- YOUR ASSIGNMENT
Scan the listing below. Report each line that includes "display".

- MATERIAL SHOWN
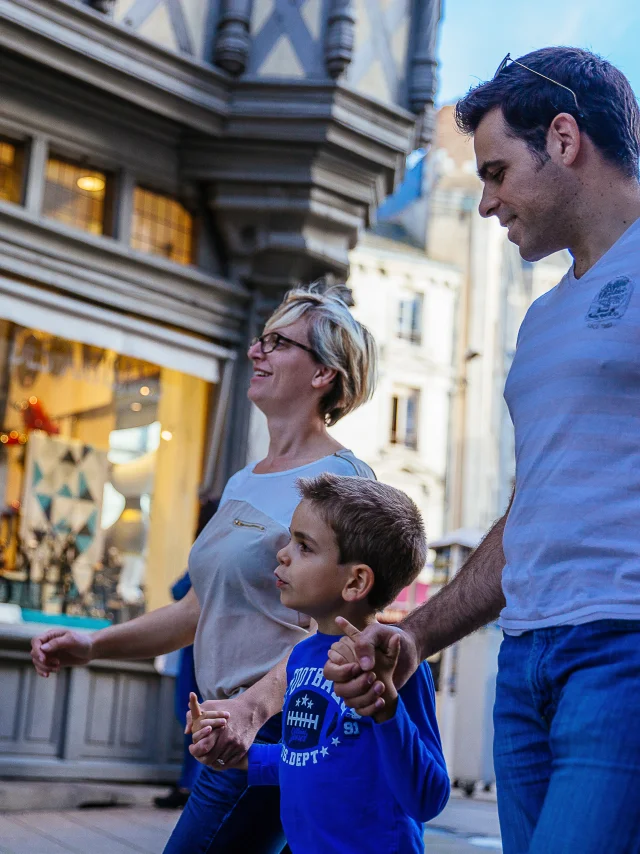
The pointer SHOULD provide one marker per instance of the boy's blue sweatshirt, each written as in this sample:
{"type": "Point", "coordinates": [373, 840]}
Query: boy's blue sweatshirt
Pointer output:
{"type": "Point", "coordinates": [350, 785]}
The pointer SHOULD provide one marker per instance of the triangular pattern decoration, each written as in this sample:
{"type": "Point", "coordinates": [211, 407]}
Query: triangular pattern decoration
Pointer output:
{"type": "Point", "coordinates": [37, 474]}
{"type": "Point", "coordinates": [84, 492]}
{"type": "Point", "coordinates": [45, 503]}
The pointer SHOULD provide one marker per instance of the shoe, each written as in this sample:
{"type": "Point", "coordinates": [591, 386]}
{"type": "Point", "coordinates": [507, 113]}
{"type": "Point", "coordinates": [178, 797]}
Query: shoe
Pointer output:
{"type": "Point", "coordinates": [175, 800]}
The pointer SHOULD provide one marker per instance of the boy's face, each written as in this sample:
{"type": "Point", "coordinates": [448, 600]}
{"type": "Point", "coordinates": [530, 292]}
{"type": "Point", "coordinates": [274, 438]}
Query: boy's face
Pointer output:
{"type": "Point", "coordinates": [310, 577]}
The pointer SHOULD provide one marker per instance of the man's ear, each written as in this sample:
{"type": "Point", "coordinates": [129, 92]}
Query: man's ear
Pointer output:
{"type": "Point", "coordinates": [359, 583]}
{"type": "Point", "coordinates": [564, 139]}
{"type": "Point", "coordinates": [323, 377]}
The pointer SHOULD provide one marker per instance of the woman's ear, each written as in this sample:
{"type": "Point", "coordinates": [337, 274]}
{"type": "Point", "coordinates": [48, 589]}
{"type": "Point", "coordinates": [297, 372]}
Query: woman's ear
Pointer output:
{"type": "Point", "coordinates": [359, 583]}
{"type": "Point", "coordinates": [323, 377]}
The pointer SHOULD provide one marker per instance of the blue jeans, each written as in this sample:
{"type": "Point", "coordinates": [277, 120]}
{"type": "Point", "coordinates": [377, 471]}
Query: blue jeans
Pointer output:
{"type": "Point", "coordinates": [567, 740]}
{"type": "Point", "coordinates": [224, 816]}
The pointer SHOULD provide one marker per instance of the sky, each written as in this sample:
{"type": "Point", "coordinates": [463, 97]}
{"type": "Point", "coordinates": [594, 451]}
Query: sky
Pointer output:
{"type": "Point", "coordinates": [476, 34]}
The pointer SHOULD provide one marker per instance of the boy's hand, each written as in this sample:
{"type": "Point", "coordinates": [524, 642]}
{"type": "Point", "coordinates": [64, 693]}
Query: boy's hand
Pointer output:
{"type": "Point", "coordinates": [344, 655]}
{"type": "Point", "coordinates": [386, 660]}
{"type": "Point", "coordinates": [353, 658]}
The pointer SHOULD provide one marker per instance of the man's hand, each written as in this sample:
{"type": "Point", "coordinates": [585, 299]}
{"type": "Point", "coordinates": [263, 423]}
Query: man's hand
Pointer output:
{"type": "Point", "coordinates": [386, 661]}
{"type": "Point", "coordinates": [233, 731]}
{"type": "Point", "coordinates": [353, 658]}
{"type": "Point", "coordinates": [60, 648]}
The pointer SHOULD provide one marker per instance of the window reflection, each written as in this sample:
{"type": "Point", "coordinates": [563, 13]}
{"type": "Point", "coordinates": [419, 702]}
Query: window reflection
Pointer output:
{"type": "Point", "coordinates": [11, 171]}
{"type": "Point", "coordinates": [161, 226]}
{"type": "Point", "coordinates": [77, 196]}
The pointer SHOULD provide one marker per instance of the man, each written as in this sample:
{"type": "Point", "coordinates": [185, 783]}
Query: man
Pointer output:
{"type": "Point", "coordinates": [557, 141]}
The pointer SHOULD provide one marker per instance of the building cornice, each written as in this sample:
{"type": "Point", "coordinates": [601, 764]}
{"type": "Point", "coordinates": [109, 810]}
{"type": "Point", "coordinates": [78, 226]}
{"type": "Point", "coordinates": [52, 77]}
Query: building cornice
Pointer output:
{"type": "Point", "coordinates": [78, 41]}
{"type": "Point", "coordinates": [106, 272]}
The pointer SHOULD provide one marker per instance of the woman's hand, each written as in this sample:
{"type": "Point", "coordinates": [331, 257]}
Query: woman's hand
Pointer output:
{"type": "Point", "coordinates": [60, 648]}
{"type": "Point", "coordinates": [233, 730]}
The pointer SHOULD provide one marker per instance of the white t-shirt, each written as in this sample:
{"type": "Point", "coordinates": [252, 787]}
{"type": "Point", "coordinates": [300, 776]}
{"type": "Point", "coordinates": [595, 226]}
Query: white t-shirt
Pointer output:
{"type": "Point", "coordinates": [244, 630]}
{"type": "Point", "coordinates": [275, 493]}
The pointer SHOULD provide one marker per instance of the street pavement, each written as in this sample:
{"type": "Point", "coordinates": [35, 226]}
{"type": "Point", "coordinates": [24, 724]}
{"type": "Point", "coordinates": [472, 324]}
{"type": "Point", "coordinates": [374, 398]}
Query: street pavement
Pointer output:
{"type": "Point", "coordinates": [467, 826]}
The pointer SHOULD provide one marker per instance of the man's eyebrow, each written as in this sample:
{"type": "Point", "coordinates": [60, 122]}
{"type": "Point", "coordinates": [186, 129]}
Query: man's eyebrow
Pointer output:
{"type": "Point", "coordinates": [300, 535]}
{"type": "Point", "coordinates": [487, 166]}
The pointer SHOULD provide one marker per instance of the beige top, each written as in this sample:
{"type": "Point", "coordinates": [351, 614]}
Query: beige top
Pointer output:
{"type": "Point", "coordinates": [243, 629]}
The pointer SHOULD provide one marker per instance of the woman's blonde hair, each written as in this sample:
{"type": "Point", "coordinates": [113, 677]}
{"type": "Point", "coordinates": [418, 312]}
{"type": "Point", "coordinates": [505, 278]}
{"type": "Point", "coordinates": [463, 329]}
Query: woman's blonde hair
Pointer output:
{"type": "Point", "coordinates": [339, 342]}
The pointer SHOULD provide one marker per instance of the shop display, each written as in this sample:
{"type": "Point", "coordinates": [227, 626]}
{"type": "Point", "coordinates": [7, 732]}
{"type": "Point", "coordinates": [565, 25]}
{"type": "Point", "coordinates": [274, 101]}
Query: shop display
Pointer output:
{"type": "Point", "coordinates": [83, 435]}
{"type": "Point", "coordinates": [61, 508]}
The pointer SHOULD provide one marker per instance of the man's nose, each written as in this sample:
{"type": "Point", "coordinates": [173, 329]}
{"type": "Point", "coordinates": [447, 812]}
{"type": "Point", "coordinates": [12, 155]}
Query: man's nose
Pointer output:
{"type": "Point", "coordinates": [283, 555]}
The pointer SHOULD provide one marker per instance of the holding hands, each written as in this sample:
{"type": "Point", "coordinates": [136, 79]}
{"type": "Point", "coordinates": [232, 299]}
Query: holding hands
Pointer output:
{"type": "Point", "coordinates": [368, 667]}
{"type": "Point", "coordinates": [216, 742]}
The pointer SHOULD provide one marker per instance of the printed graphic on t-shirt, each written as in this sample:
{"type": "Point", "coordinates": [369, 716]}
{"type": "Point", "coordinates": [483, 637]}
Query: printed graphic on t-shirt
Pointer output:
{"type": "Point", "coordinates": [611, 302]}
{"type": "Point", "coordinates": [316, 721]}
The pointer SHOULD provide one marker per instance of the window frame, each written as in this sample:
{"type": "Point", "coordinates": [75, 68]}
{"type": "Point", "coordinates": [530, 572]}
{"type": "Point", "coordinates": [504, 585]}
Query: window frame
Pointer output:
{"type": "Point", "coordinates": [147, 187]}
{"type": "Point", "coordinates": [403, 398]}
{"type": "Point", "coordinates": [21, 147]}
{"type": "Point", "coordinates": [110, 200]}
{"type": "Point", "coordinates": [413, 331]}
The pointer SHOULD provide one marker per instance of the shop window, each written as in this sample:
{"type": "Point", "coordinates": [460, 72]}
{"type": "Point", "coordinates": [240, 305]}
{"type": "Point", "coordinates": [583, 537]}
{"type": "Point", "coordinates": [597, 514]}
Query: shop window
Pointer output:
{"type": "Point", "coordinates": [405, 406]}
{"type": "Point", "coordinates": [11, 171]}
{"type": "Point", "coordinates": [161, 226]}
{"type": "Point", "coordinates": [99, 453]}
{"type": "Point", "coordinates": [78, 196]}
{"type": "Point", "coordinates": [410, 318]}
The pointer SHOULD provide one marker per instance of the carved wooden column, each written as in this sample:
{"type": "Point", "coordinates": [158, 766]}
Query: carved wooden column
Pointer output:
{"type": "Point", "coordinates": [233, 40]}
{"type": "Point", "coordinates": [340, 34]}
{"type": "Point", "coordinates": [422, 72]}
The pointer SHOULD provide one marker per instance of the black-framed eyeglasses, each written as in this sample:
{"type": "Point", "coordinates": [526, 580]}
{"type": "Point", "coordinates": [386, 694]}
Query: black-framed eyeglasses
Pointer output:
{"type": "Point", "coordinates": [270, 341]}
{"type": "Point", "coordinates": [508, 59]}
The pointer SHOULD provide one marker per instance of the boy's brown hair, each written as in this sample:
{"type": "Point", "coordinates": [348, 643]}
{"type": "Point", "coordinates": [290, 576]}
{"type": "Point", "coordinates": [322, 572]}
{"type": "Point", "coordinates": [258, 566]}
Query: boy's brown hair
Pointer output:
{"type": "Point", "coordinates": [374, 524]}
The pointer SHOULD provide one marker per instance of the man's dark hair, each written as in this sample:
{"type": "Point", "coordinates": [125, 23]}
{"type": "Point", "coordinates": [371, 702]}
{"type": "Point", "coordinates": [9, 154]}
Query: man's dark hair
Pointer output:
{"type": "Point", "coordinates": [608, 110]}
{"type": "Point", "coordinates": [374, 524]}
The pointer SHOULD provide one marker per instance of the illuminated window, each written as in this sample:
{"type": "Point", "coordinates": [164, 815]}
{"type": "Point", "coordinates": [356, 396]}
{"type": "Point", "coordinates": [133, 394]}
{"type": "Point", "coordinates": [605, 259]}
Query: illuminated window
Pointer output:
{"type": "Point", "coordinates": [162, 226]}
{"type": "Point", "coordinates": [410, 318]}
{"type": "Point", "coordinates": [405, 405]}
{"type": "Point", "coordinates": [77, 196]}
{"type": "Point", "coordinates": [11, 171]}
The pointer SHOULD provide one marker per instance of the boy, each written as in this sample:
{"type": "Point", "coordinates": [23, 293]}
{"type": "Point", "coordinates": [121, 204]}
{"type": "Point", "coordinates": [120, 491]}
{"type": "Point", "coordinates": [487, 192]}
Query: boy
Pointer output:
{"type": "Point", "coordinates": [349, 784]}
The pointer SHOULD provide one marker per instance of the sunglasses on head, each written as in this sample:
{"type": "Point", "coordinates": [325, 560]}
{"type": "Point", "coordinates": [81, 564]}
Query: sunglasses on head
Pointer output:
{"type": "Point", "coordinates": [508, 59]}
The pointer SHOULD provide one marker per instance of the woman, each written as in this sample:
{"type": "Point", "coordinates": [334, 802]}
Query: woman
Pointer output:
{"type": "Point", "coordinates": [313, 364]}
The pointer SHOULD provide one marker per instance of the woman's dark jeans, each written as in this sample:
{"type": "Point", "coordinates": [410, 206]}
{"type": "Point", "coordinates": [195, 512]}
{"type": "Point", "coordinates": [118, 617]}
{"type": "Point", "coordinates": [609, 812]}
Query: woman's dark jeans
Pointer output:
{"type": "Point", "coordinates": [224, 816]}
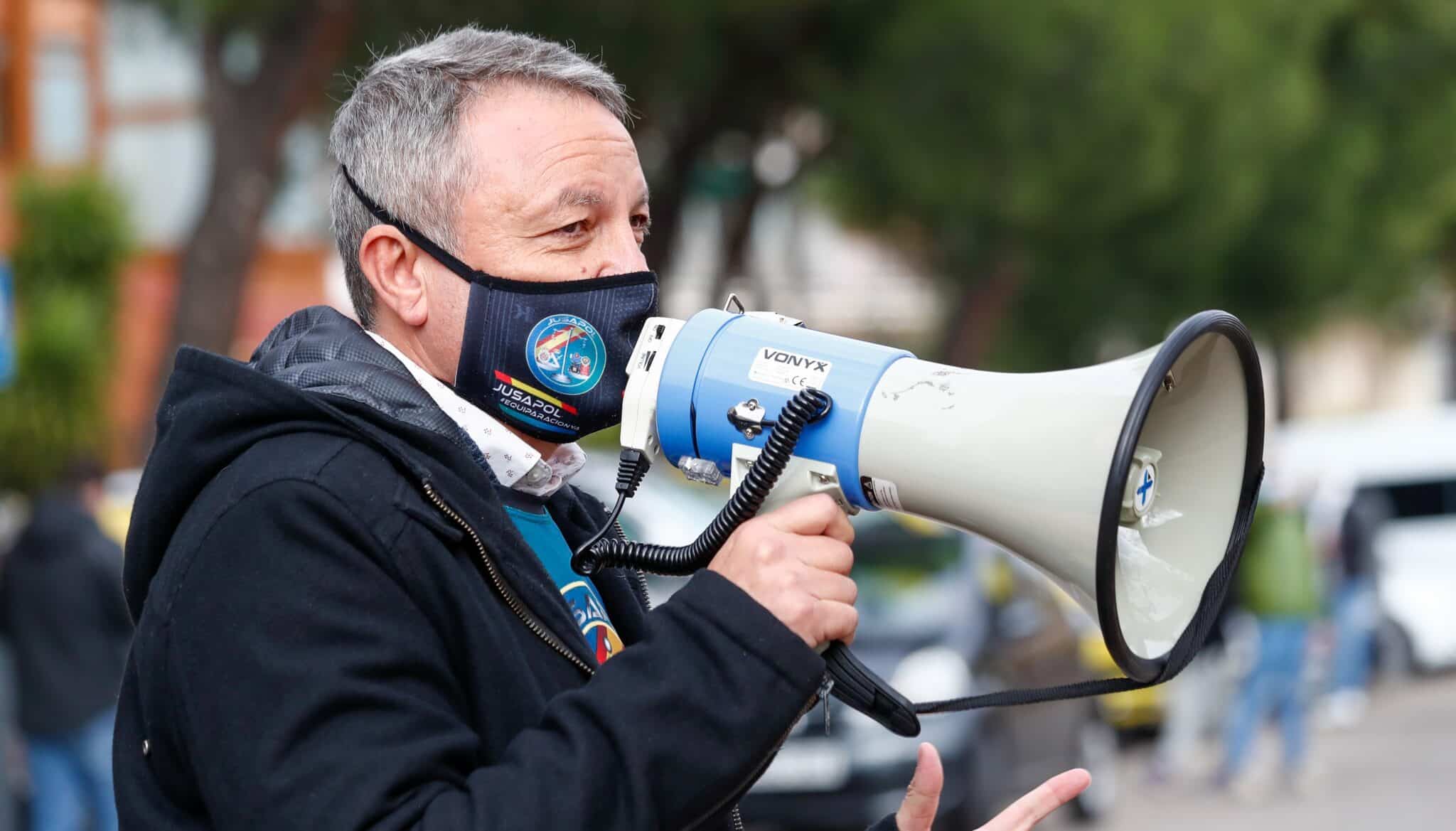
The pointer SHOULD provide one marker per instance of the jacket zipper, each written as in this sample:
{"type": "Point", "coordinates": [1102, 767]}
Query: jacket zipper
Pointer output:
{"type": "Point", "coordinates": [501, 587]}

- SOLUTION TO THE PROBLEM
The pointer SHOULD provide one marker per instance of the shop display, each written as in this sample:
Query: shop display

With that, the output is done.